Assignment>
Would you please return the line containing "For every instance of the ear, the" and all the lines after it through the end of the records below, unchanged and on their own?

Items from a dataset

-*-*-

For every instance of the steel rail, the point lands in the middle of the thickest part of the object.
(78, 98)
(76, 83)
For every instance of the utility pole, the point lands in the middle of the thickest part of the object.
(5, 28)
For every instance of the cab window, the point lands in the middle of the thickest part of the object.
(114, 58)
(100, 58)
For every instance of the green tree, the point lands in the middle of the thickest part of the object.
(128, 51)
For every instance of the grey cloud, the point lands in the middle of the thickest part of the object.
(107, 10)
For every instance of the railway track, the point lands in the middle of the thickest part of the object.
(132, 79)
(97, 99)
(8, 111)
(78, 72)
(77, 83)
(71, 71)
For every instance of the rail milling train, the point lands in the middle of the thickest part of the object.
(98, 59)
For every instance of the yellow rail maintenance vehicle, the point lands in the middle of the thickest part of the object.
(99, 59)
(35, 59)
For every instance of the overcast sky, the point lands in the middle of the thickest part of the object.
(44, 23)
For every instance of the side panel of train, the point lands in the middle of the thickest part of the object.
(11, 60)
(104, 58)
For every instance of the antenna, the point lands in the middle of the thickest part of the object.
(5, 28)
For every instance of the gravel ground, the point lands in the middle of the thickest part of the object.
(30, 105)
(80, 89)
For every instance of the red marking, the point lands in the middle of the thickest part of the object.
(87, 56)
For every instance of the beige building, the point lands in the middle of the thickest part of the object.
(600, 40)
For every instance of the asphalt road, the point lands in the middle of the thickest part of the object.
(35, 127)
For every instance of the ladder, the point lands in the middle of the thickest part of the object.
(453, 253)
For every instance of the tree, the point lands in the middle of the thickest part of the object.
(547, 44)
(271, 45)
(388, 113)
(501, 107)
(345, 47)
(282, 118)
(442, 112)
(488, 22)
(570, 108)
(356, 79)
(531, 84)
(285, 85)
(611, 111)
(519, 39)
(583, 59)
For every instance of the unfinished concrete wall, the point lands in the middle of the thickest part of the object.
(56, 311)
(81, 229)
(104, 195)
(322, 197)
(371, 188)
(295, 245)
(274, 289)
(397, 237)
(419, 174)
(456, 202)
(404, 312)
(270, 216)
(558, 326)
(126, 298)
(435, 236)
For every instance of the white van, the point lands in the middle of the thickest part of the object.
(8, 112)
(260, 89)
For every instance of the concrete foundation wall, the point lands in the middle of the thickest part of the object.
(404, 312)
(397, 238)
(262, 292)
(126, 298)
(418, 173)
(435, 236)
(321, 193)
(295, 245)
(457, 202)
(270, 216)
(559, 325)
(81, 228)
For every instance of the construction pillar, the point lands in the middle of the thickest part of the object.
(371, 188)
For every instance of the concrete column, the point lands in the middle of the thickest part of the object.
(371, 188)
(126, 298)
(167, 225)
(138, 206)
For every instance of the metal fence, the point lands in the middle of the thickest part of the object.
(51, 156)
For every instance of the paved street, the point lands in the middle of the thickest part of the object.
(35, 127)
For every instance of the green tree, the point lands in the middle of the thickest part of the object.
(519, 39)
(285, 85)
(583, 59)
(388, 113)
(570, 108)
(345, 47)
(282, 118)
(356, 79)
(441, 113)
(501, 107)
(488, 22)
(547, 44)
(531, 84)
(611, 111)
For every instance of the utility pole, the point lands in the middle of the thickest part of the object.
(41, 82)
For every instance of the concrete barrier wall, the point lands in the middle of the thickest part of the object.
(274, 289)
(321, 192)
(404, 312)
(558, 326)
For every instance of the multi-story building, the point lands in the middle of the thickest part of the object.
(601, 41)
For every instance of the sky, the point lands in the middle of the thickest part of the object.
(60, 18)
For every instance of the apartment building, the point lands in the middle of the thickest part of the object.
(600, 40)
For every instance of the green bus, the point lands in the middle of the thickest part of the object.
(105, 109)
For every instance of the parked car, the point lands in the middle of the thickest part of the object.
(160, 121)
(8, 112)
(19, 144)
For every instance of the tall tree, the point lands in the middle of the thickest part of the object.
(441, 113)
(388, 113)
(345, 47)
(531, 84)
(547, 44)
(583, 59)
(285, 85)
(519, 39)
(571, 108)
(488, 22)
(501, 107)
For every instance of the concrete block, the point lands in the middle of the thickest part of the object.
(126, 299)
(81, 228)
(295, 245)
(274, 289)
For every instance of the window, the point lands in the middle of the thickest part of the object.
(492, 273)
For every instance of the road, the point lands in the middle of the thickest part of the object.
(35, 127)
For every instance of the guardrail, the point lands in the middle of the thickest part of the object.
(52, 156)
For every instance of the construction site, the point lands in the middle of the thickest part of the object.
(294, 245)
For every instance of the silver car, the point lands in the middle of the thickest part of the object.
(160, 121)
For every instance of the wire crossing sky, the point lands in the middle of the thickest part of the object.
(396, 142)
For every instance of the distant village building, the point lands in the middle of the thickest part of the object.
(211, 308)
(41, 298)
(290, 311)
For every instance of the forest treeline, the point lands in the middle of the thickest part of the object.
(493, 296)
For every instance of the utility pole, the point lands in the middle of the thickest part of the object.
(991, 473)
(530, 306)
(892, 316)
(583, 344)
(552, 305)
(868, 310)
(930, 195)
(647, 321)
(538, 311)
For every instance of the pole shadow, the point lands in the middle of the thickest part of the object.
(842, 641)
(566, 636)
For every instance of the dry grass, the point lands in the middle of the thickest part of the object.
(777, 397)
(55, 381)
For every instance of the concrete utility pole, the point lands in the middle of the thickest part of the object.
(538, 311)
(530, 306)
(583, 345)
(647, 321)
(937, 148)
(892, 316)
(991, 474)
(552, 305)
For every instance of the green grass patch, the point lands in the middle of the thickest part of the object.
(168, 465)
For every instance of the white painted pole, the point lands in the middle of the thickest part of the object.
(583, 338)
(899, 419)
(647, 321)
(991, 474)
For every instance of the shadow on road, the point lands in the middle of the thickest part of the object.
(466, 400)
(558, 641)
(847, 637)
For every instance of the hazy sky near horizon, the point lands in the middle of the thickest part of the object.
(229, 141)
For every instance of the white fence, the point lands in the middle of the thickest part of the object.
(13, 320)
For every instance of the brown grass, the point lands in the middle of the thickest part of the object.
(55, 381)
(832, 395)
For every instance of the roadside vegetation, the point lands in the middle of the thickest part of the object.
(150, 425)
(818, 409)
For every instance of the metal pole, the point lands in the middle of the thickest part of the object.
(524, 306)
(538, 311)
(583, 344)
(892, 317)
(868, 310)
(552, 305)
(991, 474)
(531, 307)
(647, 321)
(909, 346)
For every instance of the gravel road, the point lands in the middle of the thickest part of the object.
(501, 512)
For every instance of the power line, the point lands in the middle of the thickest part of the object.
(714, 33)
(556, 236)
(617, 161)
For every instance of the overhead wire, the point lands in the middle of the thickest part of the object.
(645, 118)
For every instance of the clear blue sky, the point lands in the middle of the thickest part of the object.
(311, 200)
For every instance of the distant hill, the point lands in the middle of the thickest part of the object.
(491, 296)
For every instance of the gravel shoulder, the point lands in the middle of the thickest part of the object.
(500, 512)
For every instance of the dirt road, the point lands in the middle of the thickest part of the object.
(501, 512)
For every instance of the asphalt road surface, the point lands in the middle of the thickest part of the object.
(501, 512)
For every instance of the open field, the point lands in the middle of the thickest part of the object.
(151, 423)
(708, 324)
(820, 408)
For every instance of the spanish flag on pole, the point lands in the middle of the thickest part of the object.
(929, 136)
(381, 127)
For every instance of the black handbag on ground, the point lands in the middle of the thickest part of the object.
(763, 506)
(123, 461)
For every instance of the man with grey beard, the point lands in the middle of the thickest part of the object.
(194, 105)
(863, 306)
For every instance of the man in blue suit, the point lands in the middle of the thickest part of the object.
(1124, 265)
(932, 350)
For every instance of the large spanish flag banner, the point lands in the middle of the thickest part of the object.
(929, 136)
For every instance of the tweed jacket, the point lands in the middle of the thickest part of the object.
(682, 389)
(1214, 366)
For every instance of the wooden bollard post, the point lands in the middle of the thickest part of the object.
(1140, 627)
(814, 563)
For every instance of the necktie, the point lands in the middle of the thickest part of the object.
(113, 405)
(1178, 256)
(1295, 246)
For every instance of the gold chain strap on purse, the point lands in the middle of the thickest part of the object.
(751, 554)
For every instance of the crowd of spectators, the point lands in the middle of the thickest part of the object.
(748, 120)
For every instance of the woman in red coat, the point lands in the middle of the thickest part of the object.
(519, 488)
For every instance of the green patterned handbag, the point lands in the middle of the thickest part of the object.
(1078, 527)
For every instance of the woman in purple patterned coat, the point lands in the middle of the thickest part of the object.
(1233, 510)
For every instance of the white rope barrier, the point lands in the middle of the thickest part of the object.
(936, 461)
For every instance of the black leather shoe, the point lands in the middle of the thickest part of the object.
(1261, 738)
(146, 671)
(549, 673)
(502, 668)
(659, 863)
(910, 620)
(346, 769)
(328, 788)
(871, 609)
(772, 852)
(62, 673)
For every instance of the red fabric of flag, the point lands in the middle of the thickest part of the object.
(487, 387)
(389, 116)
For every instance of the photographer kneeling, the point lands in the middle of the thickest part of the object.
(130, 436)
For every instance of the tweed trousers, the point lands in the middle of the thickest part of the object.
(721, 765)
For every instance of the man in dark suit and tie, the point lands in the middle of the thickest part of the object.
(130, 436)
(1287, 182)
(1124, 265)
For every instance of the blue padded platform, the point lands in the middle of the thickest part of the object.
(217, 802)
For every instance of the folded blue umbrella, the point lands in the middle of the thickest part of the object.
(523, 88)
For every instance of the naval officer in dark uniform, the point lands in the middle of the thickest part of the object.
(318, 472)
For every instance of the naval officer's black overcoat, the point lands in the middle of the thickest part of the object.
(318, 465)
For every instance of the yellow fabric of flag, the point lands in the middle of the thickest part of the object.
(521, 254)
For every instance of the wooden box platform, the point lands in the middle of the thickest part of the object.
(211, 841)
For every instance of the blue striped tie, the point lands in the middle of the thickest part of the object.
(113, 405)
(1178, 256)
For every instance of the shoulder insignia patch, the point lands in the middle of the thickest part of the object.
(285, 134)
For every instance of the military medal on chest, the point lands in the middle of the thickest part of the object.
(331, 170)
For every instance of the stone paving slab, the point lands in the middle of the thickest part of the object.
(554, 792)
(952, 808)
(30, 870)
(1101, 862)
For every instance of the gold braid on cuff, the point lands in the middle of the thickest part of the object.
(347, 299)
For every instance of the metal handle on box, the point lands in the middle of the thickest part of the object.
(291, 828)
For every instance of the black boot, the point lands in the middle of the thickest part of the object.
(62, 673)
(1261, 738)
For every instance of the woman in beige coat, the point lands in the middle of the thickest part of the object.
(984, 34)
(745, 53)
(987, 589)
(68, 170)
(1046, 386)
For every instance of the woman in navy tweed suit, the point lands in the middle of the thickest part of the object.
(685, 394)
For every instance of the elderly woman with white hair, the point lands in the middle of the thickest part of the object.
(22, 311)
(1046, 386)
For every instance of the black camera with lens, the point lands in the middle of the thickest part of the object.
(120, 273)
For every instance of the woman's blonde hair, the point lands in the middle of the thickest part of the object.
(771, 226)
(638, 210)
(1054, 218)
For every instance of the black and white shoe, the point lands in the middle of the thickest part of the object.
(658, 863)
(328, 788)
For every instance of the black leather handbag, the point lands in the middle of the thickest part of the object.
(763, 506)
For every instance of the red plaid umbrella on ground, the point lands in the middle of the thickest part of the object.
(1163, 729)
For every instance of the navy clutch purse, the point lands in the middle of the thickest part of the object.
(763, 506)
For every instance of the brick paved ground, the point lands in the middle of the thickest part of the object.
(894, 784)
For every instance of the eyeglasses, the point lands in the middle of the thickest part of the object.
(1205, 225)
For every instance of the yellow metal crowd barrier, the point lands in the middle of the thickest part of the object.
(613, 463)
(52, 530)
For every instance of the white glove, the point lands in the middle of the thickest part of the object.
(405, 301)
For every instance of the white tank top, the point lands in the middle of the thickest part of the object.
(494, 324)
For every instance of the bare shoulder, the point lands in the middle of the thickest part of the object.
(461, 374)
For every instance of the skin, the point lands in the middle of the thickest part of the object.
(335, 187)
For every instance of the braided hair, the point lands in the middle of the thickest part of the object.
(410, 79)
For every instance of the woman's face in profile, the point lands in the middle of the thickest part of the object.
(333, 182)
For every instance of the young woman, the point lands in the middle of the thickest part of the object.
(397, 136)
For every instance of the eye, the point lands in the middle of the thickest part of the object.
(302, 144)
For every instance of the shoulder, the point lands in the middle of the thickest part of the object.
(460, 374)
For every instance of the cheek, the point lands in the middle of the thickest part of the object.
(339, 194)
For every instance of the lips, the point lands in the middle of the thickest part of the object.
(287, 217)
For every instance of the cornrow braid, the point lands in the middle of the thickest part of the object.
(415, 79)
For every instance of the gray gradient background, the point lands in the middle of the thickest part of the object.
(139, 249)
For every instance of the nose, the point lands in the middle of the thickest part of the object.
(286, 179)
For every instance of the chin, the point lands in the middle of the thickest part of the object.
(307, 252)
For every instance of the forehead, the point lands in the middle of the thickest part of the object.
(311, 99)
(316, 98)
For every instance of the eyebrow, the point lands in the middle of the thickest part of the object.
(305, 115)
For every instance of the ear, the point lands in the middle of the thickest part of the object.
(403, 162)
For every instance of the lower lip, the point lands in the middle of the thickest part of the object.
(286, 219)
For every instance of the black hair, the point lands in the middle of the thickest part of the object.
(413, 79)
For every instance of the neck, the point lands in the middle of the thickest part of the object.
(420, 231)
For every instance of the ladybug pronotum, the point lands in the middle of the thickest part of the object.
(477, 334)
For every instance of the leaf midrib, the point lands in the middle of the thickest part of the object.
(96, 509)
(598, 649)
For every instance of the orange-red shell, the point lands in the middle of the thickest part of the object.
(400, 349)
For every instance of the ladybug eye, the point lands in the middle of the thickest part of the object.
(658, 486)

-*-*-

Expected answer>
For every instance of the ear, the point lands in the middle of the thickest part of the object.
(403, 162)
For every instance of the lower lip, the point lands in the middle of the thickest part of the object.
(286, 219)
For every instance of the black hair, the point lands in the middle of the thickest part of the object.
(413, 79)
For every instance of the neck, the point lands in the middle of the thickest part of the object.
(420, 231)
For every instance of the ladybug pronotum, the point lands in the middle of the thickest part of the object.
(477, 334)
For every instance of the leaf midrib, the point lands in the middle of the thickest part of the object.
(96, 509)
(598, 649)
For every instance of the orange-red shell, the point lands in the middle of the thickest part of the object.
(400, 349)
For every instance of the ladybug eye, the point lands in the middle of the thickest part of the object.
(658, 486)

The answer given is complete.